## Document section

________________

Medical

Diagnostics | Therapeutics

Luna Prototype Stimulates Hair Growth


Genetically hairless mice
SKH-1 mice losing their baby coats.
During studies of the immune system, scientists at Luna observed that hair re-grows more rapidly than expected in animals treated with Luna's nanomedicine candidate. That, in turn, led the Luna team to treat SKH-1 "hairless" mice. Hairless mice were first described in 1856 as a spontaneous mutation in the natural population. Like all mice, they are born without fur, and grow a "baby" coat. By day 14, the juvenile hair of the mice begins to fall out and they lose their coat over the next week.

A picture comparing genetically hairless mice following treatments to re-grow hair.
(Figure 1) The images on the left are from a hairless mouse treated with a placebo (the control). The figures to the right are treated with Luna's prototype nanomedicine. After only two weeks of treatment, the photos to the right reveal more hair and the number of hair follicles in the treated mouse are fourfold greater than that compared to the untreated (control photo to the left).
Eight-week-old SKH1 mice were treated with Luna's nanomedicine candidate for 14 days. The control group (Fig. 1, on the left) was treated with a placebo, or inactive compound, while the other was treated with a nanosphere-based candidate. Clearly there is more hair in the animal treated with the nanomedicine prototype and the hair is both thicker and longer.

Slices of their skin were stained and examined in the microscope at low power (Fig. 2). These microscope pictures show the fatty deposits below the dermal layer, as well as the thin epidermis on the top of the skin. In the skin of the animal treated with placebo, a few small follicle buds are visible, but they rarely extend completely through the dermis. In the treated animal, the follicles extend to the subdermal fat layer of the skin and are more robust.

Slices of the mice's skin were stained and examined in the microscope at low power.
(Figure 2) These microscope pictures show the fatty deposits below the dermal layer, as well as the thin epidermis on the top of the skin.
Higher magnification pictures (Fig. 1) show further evidence that the new follicles in the treated group are thicker, longer and more numerous than those in the skin of an animal that did not receive Luna's nanomedicine prototype.

At higher magnification, it is possible to see that mast cells are visible in the shaft of the follicle. Infiltration of immune system cells is a stage in development of normal hair follicles. At present, scientists at Luna are unaware of any other therapeutic that produces new hair follicles in these mice, such as tests revealed of Luna’s nanomedicine prototype.

The key to successful intervention in these pathogenic processes is positioning the radical-trapping zone on the face of the carbon nanosphere within the stressed cell exactly where the pathogenic radicals are formed. The nanomaterials being investigated at Luna have highly unusual behavior and Luna scientists believe they can be targeted to sites with nanoscale precision. Luna scientists are currently exploring different dosing regimens and formulations to optimize performance.

________________

## Information shown
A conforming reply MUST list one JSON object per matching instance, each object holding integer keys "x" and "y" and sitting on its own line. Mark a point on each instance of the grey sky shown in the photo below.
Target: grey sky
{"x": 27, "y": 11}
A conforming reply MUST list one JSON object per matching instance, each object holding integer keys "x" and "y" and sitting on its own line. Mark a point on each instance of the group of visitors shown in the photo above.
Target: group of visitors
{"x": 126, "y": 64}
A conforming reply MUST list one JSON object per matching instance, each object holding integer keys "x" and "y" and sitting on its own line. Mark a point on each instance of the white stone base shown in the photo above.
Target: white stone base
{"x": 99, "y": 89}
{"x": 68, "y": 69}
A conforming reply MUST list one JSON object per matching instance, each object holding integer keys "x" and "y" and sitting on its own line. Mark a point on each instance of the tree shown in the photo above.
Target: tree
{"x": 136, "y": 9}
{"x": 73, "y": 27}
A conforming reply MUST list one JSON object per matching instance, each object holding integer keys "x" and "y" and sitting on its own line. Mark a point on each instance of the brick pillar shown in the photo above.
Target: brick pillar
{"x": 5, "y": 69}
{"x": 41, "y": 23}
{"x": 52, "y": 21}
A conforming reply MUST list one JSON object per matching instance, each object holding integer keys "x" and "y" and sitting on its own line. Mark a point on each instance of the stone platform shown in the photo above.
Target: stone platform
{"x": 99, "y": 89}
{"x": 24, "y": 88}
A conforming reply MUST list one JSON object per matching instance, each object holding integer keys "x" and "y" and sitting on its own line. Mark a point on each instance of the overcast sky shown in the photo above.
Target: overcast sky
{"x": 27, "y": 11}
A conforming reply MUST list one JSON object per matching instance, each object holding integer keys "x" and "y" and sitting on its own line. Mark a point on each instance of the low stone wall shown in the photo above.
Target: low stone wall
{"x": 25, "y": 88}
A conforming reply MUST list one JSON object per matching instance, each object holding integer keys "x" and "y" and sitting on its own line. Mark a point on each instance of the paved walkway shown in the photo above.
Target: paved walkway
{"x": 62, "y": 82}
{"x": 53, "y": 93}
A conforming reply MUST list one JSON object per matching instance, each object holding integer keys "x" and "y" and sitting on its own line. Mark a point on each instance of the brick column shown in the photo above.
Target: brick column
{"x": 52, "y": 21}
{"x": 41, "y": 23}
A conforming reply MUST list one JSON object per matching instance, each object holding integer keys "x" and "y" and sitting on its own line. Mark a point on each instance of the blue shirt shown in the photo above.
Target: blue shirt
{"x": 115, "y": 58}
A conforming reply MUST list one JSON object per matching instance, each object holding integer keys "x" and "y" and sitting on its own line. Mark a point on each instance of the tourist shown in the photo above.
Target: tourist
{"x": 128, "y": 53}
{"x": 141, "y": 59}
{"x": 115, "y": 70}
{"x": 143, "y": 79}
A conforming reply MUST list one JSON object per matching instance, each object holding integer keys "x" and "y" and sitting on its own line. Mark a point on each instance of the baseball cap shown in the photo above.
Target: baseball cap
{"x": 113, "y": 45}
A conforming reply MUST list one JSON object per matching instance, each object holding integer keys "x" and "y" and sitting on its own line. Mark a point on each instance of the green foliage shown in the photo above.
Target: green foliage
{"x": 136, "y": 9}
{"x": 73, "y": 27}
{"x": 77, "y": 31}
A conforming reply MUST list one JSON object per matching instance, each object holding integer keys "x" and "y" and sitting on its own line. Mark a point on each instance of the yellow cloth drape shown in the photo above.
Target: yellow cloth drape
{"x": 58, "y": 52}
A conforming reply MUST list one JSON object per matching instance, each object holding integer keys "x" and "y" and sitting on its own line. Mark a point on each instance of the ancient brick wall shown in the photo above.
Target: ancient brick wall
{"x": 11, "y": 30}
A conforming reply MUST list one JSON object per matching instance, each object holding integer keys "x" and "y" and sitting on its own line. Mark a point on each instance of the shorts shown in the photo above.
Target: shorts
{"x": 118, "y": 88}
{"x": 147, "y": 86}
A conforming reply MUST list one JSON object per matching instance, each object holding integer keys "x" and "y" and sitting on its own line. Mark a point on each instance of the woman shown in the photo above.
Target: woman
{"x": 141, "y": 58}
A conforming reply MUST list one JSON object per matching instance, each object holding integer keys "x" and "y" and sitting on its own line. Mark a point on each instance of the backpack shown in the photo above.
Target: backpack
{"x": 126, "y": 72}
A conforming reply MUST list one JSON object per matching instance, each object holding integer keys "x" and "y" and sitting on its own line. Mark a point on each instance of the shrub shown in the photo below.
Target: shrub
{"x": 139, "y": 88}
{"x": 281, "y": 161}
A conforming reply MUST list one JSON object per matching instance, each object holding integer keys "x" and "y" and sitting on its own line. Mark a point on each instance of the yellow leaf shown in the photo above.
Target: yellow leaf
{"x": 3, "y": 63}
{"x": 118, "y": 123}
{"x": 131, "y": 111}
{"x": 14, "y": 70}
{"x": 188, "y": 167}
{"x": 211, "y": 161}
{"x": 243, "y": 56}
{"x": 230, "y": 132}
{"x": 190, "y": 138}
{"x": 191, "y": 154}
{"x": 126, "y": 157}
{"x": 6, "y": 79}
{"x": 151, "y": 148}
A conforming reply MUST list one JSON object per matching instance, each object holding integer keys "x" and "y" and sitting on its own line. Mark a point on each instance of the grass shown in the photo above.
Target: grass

________________

## What the exercise asks
Swap "juvenile" for "young" and give the hair growth text again, starting with "Diagnostics | Therapeutics" and going on through "to re-grow hair.". The data has no connection to the hair growth text.

## Answer box
Diagnostics | Therapeutics

Luna Prototype Stimulates Hair Growth


Genetically hairless mice
SKH-1 mice losing their baby coats.
During studies of the immune system, scientists at Luna observed that hair re-grows more rapidly than expected in animals treated with Luna's nanomedicine candidate. That, in turn, led the Luna team to treat SKH-1 "hairless" mice. Hairless mice were first described in 1856 as a spontaneous mutation in the natural population. Like all mice, they are born without fur, and grow a "baby" coat. By day 14, the young hair of the mice begins to fall out and they lose their coat over the next week.

A picture comparing genetically hairless mice following treatments to re-grow hair.